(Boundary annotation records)

-- begin --

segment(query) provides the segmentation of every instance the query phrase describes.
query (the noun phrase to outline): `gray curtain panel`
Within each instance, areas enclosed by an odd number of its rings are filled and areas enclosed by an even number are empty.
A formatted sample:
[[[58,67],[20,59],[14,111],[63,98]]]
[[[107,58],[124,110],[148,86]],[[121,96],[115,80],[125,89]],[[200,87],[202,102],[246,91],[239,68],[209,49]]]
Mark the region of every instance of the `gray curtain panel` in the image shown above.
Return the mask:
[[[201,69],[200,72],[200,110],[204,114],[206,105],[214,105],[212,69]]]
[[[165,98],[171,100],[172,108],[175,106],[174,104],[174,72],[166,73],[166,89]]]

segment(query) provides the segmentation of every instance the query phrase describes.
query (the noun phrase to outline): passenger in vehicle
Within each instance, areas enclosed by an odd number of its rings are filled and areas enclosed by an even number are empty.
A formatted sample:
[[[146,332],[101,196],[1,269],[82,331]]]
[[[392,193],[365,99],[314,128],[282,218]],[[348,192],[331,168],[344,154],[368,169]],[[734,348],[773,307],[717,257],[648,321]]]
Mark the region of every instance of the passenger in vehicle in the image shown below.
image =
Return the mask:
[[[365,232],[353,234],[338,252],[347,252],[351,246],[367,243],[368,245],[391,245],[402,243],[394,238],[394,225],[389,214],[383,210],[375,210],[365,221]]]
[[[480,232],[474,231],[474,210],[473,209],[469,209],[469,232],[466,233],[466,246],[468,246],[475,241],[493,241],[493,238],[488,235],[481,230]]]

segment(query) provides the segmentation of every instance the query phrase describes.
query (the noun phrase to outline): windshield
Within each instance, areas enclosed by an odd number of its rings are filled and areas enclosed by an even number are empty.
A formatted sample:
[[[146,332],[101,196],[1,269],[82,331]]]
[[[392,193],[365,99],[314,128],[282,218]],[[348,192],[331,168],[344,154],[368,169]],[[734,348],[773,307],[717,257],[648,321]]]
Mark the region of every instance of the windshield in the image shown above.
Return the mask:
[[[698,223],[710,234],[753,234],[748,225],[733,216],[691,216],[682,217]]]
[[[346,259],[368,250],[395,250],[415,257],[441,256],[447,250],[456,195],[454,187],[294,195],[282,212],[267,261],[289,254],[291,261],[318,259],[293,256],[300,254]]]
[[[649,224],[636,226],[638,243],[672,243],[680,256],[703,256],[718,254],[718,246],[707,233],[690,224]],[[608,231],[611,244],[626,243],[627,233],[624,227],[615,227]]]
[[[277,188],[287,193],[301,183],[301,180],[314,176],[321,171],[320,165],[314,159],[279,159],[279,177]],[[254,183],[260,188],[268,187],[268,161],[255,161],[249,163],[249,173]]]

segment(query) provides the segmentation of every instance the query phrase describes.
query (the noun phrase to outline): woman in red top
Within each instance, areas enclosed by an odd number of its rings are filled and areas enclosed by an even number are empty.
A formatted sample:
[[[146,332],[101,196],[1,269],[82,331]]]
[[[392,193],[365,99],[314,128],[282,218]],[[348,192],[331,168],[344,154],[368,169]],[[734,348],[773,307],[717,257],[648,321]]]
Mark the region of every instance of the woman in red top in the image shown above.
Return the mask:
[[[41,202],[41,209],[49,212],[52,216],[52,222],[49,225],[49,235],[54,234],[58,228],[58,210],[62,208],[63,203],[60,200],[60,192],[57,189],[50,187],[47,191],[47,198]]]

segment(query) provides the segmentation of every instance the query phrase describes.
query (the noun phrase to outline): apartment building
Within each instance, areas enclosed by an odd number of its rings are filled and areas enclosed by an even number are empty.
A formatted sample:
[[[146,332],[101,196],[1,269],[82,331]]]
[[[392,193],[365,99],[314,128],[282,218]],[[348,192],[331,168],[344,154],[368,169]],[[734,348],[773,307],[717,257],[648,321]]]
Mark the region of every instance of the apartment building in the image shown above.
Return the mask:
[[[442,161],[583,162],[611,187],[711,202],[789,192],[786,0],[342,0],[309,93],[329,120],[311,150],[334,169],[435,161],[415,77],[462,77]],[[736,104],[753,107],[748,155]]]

-- end --

» **Work to do**
How many lines of the records above contain the word "noun"? Give only the number.

» **Task result**
5